• [GIVEN RECORDS]:
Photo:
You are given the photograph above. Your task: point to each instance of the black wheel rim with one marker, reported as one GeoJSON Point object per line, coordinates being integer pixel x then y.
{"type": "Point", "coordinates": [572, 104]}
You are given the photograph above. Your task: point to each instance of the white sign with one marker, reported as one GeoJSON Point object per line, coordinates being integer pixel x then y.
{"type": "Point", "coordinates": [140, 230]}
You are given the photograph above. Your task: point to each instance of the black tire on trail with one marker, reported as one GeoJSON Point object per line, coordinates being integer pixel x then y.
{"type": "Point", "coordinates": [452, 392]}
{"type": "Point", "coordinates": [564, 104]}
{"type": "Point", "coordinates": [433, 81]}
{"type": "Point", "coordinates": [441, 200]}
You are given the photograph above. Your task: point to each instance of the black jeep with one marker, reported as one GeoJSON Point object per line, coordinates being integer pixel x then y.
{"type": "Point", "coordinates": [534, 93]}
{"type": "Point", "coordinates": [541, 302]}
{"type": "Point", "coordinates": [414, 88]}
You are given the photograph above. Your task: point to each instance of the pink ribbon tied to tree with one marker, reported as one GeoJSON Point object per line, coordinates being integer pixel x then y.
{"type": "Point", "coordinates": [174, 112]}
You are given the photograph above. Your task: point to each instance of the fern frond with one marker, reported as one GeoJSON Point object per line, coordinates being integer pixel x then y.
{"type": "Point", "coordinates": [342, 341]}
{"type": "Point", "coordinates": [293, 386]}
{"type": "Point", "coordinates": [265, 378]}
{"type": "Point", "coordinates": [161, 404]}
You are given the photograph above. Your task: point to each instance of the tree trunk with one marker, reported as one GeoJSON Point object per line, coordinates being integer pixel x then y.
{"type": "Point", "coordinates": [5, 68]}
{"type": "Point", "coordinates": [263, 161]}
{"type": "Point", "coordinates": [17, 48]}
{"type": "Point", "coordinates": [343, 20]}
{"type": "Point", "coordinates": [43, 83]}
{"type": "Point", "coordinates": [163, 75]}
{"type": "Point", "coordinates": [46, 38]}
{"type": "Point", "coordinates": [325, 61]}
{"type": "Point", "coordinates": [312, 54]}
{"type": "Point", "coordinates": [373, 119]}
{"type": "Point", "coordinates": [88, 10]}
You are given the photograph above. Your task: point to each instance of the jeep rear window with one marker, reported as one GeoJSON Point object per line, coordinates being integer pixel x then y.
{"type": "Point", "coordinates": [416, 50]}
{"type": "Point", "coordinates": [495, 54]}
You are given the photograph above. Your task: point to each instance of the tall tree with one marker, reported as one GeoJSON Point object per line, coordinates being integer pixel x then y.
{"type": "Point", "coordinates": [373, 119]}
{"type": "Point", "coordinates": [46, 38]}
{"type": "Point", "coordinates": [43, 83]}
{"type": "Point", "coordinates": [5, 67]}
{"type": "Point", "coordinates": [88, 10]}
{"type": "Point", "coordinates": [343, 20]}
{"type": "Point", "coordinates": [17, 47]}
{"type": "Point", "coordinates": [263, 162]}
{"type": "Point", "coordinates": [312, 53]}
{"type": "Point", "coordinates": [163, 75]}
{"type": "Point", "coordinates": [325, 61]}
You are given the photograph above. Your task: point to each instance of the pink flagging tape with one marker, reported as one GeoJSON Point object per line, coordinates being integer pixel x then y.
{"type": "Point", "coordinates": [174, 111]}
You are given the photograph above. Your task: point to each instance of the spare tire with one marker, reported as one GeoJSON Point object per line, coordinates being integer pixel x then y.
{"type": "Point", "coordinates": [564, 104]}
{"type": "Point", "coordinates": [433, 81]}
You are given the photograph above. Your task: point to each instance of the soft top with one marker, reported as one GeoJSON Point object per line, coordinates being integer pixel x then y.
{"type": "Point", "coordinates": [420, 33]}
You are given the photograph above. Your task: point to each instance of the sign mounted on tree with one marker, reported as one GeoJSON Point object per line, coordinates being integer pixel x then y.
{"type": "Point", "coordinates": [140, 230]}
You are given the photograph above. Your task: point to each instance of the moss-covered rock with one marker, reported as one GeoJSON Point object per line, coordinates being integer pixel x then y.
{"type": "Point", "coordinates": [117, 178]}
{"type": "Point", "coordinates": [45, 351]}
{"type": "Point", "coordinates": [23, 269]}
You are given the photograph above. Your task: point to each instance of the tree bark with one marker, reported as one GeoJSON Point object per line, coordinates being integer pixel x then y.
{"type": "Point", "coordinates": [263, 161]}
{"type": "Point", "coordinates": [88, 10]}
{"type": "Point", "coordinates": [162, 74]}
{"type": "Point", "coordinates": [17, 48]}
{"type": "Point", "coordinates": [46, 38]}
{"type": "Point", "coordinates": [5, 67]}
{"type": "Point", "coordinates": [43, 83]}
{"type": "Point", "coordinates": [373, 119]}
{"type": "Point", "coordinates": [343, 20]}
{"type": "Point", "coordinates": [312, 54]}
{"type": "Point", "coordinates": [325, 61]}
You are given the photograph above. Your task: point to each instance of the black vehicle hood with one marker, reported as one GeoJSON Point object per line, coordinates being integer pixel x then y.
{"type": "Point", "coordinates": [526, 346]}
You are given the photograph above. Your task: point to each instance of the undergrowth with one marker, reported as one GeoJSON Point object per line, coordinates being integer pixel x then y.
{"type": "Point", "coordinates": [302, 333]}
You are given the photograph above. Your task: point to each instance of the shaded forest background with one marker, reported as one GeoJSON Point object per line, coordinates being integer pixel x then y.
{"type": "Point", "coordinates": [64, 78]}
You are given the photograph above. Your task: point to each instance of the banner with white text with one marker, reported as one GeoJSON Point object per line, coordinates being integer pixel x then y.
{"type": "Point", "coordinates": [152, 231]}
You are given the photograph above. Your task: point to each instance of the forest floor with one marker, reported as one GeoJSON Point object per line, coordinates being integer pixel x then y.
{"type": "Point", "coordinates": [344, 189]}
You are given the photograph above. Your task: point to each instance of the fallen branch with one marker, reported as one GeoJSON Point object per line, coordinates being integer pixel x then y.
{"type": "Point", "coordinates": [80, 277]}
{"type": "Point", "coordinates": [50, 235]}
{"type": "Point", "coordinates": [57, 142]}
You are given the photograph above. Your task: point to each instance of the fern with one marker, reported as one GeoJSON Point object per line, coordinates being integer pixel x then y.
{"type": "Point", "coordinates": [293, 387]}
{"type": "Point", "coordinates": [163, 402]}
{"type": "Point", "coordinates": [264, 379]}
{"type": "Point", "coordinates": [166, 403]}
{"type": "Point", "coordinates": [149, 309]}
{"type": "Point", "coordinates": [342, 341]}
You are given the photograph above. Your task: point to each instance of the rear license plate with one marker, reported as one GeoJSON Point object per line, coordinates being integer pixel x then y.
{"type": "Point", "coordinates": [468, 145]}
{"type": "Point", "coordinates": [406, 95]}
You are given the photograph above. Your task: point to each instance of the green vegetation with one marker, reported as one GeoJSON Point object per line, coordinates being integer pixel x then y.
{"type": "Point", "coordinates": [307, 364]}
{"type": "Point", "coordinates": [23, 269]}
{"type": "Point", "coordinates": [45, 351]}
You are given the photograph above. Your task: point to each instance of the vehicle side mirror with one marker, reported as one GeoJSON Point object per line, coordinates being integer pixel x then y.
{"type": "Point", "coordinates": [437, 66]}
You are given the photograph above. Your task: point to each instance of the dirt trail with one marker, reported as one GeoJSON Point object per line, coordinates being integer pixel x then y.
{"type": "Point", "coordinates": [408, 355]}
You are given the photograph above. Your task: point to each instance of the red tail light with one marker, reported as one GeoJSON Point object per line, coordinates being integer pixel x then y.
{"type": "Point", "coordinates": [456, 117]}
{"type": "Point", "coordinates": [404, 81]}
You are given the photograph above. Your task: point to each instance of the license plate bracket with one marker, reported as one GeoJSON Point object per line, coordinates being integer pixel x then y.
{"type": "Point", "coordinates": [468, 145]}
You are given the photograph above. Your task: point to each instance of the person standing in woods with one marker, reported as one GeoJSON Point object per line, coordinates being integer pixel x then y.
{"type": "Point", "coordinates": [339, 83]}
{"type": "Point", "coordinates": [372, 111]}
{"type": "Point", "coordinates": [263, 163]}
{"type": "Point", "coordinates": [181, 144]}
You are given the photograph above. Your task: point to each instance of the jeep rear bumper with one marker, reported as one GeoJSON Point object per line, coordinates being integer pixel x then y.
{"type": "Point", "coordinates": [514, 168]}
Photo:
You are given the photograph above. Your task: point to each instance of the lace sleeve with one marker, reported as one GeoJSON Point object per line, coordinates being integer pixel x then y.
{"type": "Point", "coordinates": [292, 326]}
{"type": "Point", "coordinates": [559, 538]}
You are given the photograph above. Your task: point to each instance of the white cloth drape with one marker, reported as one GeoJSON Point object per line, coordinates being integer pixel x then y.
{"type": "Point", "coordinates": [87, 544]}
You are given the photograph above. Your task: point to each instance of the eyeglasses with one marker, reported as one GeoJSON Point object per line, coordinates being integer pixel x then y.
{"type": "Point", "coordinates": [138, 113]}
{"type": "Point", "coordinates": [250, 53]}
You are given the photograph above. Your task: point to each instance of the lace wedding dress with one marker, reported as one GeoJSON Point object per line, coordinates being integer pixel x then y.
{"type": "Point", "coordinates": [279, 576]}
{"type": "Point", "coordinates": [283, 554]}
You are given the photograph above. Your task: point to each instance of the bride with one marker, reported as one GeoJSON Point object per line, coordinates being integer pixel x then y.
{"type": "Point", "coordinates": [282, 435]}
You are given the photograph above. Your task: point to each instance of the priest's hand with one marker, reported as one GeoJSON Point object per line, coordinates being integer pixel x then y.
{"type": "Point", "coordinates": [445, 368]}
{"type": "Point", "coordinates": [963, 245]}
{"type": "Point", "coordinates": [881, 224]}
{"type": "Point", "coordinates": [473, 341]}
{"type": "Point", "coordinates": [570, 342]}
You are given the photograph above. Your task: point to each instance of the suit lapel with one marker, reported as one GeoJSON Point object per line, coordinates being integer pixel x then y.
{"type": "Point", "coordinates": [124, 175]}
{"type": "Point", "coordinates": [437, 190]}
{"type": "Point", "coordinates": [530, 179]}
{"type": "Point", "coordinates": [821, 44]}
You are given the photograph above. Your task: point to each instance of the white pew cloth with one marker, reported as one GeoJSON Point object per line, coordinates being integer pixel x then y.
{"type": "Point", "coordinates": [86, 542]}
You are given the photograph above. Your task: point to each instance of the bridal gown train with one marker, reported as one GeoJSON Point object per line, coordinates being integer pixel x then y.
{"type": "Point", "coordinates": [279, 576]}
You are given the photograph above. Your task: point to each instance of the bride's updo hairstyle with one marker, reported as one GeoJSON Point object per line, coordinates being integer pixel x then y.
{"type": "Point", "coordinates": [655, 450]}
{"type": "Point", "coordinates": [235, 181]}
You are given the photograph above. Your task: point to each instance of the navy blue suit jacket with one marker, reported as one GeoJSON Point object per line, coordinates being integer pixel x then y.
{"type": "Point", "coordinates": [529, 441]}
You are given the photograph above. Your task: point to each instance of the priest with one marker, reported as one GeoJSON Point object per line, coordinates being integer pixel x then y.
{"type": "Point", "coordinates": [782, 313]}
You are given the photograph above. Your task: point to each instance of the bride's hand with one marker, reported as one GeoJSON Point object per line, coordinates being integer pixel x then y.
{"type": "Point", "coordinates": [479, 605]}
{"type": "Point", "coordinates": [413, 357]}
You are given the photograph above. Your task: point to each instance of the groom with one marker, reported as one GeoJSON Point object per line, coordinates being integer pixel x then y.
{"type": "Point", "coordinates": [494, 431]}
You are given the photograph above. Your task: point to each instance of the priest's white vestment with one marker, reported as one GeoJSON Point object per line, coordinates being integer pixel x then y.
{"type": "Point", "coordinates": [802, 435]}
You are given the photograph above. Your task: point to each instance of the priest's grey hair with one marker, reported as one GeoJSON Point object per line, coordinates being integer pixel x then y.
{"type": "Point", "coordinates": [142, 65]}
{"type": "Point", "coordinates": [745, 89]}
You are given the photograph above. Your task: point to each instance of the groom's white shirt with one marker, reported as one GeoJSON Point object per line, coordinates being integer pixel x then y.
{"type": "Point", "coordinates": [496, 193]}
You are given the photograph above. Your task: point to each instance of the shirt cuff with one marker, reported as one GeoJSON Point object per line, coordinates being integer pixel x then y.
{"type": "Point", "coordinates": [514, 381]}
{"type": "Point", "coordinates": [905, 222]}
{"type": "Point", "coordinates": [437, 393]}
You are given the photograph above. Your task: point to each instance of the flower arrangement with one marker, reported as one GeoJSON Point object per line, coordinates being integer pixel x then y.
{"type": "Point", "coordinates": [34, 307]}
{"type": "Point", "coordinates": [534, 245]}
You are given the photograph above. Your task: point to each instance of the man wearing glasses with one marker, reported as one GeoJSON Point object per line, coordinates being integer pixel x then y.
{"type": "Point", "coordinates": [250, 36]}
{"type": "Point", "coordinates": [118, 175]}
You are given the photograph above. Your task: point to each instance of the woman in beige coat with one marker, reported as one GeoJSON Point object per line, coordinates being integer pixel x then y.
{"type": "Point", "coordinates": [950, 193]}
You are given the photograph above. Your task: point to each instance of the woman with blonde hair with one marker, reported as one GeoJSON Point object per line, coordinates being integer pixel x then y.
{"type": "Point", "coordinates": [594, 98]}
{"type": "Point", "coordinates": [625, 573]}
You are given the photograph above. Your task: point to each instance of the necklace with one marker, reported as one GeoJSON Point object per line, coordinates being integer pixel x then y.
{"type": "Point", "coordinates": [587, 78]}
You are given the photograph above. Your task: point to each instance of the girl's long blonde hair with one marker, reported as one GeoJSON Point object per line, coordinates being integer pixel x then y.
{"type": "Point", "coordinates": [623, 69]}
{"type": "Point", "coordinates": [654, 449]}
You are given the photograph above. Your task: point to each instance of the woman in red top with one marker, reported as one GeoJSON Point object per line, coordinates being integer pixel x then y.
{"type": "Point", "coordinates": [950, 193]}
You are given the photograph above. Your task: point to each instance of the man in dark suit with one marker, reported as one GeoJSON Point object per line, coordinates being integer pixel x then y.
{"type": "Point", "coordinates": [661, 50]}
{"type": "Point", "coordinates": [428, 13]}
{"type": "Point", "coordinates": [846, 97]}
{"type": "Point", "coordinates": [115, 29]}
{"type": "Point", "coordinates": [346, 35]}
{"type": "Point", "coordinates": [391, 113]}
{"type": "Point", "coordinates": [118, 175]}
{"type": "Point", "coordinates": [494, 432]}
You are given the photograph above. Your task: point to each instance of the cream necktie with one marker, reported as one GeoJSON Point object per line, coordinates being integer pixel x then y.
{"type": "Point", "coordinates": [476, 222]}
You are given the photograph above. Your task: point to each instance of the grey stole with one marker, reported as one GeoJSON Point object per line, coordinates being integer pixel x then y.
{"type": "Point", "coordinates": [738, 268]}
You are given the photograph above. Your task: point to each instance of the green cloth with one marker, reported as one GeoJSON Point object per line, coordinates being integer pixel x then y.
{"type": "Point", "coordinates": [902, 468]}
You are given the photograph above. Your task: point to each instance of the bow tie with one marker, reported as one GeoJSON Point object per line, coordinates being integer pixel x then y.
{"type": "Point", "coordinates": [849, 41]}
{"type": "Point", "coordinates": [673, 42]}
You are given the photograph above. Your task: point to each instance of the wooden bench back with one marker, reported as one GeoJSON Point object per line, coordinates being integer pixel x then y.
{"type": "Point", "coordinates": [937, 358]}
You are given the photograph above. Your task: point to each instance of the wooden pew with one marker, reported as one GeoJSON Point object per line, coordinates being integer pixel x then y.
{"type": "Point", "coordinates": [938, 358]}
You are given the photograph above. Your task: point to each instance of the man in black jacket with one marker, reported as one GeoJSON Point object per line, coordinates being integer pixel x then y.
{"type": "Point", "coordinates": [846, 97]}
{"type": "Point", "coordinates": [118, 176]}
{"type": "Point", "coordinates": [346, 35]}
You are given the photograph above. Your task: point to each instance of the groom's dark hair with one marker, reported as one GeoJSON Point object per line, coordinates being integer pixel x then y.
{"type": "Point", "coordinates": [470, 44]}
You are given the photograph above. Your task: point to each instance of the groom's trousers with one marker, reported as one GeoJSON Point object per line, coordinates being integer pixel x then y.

• [INSTRUCTION]: Could you turn the listing, from the line containing "the wooden pew" through the end of the listing, into a Markdown table with the columns Row and Listing line, giving each line its own numbered row and leaving out blank lines?

• [SOLVED PROBLEM]:
| Row | Listing line |
|---|---|
| 1 | You are given the photograph above. Your task: point to each instance of the wooden pew with one marker, reported as one GeoJSON Point object per line, coordinates being integer pixel x then y. |
| 2 | {"type": "Point", "coordinates": [938, 358]} |
| 3 | You are given the photograph above. Your task: point to each instance of the man in black jacket with one marker, reported as one GeoJSON Point object per line, coordinates being integer pixel x then y. |
| 4 | {"type": "Point", "coordinates": [846, 97]} |
| 5 | {"type": "Point", "coordinates": [118, 176]} |
| 6 | {"type": "Point", "coordinates": [346, 35]} |
| 7 | You are given the photograph above. Your task: point to each instance of the groom's dark hair with one marker, reported as one GeoJSON Point object per line, coordinates being integer pixel x then y. |
| 8 | {"type": "Point", "coordinates": [470, 44]} |
| 9 | You are given the photograph above. Your task: point to each instance of the groom's trousers with one marker, reported as one GeoJSON Point object per line, coordinates being integer pixel x then y. |